▶ DO THIS
Copy out every line in the records below that contains the word "head".

╭──

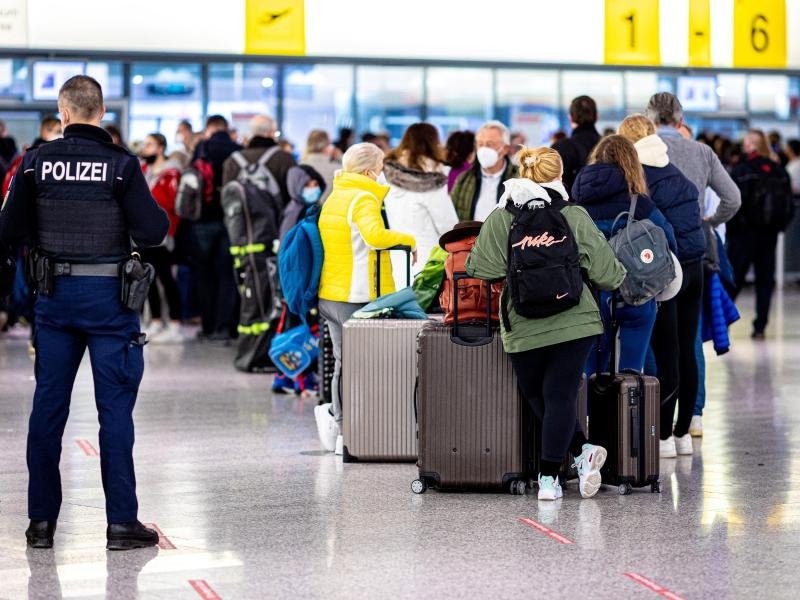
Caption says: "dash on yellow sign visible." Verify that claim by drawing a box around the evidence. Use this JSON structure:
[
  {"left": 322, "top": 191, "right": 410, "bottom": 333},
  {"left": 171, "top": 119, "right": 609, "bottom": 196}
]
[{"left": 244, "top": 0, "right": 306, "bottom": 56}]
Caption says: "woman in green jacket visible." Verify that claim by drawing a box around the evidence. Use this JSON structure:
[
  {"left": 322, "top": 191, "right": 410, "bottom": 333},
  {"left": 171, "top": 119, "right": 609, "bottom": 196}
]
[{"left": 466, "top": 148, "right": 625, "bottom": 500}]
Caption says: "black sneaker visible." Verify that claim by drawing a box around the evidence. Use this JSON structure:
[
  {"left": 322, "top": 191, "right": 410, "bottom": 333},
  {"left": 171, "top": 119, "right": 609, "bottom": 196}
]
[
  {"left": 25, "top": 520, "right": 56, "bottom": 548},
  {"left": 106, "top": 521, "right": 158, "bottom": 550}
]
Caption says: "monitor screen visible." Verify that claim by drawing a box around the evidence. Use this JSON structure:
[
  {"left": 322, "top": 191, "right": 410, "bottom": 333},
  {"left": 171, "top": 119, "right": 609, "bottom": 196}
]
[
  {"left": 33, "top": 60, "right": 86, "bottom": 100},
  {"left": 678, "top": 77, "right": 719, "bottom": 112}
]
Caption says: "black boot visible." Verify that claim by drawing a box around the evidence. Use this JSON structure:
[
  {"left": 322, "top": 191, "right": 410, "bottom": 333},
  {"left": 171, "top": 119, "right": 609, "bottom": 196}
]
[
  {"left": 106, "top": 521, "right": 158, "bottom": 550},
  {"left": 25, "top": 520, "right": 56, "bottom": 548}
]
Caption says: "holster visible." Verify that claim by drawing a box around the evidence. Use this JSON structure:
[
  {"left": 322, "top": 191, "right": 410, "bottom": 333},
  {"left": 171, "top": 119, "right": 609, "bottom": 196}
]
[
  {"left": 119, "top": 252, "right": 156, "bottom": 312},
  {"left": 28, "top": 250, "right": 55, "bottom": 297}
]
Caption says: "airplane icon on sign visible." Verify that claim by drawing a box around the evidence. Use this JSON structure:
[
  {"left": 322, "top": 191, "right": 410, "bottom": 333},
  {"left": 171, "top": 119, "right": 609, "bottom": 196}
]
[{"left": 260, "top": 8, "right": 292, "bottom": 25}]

╰──
╭──

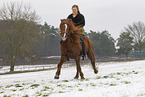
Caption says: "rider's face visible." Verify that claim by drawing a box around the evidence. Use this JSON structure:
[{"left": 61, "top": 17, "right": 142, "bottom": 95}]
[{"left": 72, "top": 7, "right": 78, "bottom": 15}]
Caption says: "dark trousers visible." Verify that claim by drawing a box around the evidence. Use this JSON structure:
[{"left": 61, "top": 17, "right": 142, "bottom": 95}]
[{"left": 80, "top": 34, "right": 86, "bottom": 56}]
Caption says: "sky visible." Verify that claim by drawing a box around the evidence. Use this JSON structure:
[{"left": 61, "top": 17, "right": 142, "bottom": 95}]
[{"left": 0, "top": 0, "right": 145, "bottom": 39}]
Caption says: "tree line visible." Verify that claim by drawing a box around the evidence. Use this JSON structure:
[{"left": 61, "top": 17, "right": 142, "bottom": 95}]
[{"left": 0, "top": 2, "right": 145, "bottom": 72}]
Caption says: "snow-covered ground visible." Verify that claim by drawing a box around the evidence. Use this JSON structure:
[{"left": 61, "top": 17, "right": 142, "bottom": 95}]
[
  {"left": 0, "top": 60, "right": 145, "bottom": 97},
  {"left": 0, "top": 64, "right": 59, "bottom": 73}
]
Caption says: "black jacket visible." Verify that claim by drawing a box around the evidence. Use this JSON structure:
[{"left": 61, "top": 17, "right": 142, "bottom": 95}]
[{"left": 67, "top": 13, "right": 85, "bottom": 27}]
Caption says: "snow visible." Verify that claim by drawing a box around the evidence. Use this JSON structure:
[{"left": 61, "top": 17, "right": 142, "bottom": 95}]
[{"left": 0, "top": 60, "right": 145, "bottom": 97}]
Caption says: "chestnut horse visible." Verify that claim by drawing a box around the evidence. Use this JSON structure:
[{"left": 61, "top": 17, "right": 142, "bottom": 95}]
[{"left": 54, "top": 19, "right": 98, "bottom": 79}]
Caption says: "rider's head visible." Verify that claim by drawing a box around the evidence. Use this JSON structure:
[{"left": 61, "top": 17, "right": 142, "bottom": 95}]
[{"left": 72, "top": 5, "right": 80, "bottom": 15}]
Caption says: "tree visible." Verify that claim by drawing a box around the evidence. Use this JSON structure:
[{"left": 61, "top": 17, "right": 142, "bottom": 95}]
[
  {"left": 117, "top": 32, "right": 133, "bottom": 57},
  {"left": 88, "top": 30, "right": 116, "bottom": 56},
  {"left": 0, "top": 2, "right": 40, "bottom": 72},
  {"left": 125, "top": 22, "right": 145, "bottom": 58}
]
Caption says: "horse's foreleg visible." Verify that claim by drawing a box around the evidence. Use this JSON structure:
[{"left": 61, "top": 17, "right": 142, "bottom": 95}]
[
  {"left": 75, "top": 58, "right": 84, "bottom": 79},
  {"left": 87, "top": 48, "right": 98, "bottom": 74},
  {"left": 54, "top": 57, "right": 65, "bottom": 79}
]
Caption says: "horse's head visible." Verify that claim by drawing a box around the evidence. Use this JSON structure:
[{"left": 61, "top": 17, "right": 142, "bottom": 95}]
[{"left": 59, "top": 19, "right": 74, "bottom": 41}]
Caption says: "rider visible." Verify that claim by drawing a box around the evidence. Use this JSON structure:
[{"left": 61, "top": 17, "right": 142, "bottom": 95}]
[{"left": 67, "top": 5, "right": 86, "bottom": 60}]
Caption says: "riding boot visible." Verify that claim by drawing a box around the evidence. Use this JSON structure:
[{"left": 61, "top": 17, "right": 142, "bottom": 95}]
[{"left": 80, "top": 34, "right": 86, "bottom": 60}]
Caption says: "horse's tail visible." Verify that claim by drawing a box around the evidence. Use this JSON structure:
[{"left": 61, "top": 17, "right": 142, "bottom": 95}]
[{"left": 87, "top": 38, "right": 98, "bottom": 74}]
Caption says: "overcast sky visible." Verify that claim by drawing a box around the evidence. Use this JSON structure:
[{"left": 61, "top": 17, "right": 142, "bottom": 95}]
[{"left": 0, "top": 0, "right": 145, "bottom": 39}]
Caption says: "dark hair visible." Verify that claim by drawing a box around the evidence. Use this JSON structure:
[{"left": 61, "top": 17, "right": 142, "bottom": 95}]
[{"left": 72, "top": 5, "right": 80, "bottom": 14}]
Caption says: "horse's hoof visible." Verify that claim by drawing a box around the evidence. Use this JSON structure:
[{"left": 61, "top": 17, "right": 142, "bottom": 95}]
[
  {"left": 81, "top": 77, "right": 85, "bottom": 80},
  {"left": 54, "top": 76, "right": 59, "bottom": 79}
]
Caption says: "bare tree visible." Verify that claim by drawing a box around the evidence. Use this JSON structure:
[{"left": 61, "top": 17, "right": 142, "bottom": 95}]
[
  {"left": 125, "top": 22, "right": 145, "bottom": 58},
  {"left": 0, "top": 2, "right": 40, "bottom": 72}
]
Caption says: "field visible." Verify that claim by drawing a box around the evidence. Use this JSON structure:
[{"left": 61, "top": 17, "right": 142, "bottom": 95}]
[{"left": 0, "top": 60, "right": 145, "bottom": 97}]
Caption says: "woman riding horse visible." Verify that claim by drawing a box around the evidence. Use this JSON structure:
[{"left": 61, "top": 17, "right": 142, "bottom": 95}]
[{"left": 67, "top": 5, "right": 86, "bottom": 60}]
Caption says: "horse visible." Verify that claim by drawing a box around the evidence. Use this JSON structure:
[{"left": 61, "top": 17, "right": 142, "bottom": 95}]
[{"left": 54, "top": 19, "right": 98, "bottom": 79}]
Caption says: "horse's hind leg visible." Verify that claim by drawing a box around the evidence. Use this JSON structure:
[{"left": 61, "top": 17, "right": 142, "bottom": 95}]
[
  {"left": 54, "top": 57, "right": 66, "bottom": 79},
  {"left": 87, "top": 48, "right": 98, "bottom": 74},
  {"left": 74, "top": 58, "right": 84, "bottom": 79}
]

╰──
╭──

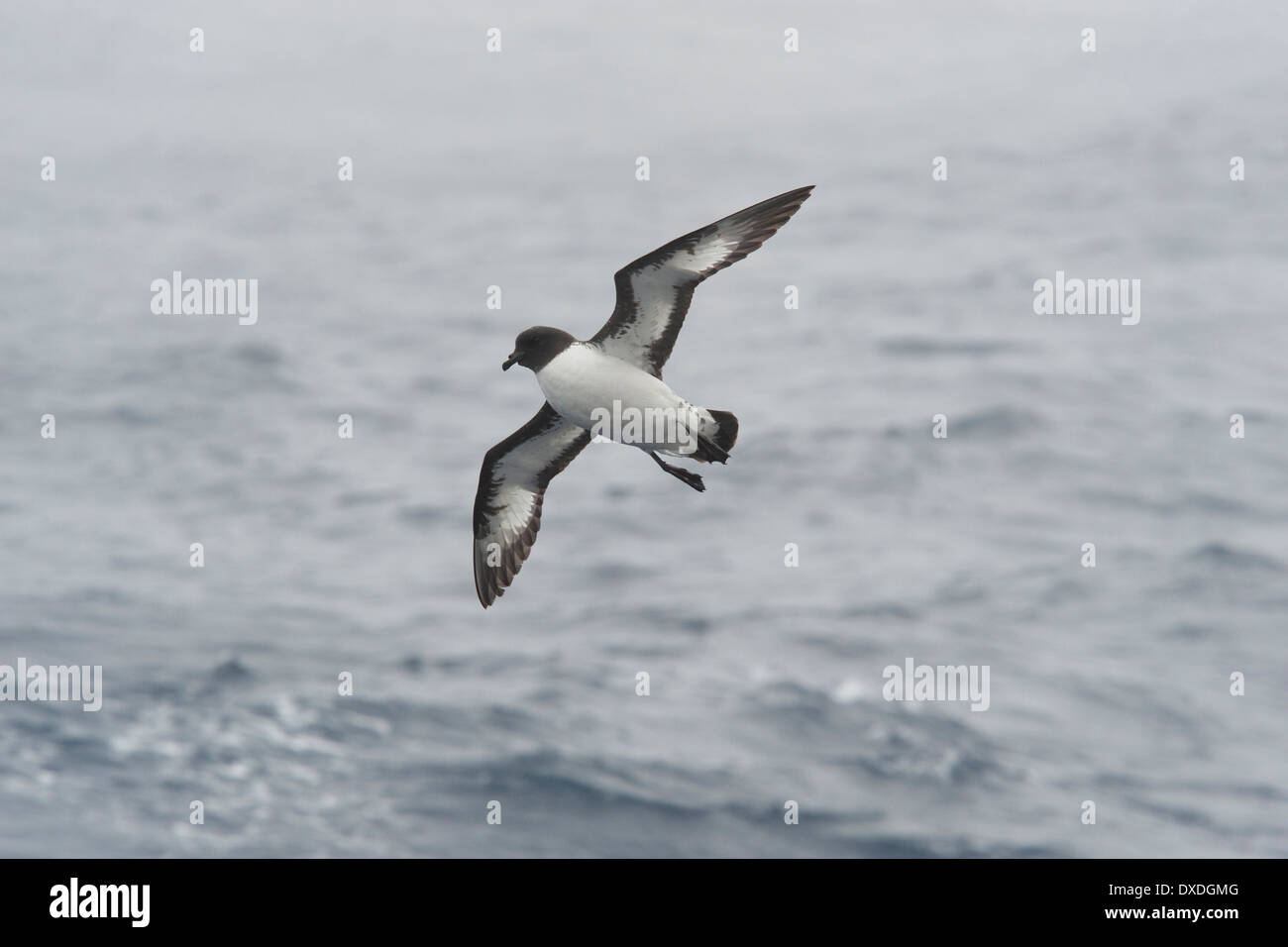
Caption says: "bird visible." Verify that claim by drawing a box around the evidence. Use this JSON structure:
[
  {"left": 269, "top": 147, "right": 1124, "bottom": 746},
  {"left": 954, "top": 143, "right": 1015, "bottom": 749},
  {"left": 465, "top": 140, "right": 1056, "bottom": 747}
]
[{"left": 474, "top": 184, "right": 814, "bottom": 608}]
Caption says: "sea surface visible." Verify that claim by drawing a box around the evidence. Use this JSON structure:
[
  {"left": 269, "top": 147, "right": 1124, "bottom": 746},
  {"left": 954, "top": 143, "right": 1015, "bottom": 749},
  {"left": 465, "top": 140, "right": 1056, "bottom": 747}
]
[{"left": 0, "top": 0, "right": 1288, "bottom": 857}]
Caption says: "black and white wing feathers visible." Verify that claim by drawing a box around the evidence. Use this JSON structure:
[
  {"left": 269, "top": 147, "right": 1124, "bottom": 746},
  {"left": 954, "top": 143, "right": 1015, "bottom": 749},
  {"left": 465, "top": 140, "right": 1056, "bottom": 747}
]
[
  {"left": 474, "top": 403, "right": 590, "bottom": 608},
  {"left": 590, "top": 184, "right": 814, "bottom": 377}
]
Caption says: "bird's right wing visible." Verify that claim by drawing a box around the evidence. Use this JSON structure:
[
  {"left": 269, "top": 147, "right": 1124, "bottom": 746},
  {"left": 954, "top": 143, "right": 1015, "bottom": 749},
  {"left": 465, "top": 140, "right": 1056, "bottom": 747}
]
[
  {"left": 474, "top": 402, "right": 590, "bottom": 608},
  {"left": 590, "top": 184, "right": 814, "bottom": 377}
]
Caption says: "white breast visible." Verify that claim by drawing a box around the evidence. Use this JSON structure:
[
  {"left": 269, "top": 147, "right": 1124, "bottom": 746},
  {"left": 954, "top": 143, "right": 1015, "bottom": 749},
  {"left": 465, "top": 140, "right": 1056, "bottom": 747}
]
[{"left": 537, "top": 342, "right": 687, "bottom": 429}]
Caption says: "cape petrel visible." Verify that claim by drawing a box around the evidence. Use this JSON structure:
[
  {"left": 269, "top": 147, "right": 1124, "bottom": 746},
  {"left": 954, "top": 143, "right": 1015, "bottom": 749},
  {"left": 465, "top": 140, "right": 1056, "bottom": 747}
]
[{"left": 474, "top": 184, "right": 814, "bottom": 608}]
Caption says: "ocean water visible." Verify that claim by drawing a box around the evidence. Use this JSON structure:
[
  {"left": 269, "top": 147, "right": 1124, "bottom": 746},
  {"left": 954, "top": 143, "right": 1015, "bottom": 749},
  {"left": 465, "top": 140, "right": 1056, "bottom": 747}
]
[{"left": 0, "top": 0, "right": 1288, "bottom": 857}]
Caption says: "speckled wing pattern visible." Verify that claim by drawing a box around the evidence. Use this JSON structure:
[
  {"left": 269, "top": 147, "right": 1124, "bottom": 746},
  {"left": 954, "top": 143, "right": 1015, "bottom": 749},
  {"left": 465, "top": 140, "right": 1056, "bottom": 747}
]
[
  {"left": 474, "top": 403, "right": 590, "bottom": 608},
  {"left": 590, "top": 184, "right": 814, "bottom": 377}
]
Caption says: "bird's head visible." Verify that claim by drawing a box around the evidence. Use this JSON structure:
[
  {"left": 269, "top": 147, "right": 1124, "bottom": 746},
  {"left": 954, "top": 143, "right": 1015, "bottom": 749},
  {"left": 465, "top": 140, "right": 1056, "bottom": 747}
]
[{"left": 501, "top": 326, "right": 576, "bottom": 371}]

╰──

▶ EXERCISE OUTPUT
Caption says: "rider's head visible." Verify that claim by drawing a box around the evidence. Use this JSON structure:
Caption says: "horse's head visible." Verify that claim by drawing a box around the evidence. Use this JSON structure:
Caption says: "bird's head visible." Verify that claim by drawing a box around the evidence. Use this JSON structure:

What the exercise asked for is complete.